::: Data to use :::

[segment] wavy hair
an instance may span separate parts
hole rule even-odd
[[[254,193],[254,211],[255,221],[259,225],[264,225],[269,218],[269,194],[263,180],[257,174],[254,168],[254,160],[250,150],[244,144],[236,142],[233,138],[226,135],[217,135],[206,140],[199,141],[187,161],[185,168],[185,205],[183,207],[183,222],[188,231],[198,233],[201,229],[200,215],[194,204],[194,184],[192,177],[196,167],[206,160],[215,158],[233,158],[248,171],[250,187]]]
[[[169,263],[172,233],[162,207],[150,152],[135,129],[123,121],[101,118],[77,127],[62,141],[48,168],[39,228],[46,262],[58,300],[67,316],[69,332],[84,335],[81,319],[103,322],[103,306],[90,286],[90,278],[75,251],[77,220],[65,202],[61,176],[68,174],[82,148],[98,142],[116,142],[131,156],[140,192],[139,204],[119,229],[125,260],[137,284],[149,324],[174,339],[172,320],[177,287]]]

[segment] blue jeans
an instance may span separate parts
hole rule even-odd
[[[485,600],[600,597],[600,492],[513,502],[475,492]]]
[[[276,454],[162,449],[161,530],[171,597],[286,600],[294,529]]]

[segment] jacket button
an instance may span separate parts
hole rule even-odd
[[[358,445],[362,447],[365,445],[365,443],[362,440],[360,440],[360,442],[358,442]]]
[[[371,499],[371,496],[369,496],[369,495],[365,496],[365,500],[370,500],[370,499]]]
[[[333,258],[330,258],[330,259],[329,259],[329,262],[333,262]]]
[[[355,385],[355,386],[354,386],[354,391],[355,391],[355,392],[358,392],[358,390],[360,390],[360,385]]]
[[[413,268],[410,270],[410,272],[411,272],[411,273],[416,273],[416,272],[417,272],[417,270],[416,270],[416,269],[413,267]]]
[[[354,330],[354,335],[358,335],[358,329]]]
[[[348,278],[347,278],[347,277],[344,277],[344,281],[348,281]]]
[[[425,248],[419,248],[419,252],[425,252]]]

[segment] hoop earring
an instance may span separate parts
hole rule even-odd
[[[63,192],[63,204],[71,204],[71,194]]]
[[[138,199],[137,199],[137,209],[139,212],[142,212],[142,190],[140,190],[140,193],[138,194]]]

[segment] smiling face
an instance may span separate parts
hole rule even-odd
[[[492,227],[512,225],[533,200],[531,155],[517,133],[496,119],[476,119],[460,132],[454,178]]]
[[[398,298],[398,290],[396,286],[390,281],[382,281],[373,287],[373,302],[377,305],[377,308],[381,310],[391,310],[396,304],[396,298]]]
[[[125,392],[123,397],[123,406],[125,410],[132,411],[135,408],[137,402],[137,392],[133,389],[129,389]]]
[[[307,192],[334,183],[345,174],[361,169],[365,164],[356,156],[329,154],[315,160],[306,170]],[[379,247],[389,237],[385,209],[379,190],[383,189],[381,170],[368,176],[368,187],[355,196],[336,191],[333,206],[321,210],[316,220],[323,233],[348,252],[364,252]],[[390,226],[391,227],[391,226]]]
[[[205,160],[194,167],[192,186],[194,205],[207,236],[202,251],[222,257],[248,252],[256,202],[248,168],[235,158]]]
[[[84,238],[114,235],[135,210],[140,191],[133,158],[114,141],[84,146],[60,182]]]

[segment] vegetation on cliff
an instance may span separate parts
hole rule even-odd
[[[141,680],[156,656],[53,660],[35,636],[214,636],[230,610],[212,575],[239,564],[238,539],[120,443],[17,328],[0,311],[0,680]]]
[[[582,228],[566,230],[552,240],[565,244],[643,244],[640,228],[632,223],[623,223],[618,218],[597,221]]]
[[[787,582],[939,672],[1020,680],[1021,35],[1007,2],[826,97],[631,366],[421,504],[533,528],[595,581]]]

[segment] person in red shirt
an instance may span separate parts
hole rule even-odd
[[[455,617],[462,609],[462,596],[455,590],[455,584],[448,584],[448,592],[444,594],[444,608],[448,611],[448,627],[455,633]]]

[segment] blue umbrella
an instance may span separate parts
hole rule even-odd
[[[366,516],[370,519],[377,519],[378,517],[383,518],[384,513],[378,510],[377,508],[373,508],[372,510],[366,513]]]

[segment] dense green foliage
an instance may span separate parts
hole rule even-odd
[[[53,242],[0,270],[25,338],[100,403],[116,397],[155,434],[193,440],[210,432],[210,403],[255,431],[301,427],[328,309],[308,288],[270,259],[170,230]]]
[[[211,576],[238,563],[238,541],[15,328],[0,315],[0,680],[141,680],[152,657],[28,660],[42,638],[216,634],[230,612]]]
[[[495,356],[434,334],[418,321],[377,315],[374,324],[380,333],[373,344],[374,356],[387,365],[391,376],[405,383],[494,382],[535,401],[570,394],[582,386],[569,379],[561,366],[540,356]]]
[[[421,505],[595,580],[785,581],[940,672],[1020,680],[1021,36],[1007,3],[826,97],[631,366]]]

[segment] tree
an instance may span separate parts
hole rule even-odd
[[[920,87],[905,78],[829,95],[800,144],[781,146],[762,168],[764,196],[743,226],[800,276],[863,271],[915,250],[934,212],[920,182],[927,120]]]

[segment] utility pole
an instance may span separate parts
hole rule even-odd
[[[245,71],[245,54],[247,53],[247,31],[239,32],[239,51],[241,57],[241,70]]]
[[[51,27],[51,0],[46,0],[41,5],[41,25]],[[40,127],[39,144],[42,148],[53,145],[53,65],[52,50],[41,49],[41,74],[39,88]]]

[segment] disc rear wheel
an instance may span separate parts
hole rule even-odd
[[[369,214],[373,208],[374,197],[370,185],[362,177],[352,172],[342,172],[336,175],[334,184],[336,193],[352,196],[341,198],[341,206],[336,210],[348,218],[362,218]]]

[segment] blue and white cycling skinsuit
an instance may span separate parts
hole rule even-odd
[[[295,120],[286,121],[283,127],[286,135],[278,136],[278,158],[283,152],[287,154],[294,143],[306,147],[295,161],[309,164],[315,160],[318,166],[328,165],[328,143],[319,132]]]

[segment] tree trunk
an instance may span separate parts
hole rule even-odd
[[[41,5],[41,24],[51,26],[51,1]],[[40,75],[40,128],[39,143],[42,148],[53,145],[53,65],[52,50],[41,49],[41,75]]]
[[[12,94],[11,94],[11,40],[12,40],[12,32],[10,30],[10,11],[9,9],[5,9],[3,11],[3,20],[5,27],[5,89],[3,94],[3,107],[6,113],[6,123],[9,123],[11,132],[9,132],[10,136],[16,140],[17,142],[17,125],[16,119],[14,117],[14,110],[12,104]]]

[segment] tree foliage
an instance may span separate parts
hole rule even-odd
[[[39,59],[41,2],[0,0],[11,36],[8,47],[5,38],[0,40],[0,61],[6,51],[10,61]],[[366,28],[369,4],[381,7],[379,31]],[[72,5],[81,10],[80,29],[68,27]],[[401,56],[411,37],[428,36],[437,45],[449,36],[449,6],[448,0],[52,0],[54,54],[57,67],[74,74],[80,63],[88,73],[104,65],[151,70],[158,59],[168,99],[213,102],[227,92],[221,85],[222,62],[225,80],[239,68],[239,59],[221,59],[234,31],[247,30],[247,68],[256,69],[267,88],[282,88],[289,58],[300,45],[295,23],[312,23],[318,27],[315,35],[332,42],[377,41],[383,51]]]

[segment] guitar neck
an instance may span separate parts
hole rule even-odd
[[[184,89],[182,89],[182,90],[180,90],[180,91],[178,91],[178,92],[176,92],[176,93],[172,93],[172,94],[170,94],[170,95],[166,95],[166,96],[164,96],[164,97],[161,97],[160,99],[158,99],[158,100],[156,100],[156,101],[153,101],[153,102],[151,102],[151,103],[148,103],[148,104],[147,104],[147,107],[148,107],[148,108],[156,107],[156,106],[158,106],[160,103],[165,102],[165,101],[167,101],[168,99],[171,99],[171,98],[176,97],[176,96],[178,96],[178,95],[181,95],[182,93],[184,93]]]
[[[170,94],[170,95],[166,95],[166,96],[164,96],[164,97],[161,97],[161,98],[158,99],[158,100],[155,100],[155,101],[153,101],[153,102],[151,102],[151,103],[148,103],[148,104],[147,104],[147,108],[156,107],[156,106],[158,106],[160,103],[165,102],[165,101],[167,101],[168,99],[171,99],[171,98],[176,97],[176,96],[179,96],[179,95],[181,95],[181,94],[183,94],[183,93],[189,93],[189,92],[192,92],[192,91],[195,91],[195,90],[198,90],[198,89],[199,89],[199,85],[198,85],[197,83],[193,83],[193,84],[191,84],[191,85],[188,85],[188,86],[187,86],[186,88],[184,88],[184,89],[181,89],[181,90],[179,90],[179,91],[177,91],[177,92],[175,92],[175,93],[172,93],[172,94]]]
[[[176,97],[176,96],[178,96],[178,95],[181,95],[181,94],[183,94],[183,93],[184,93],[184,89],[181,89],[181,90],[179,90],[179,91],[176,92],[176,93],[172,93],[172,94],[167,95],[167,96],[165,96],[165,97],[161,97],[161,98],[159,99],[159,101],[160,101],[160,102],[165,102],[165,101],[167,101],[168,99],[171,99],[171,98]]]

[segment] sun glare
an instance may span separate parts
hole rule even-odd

:::

Exercise brief → The lines to output run from the one containing "[segment] sun glare" through the last line of the records above; repeat them exactly and nothing more.

Written response →
[segment] sun glare
an instance may span separate parts
hole rule even-odd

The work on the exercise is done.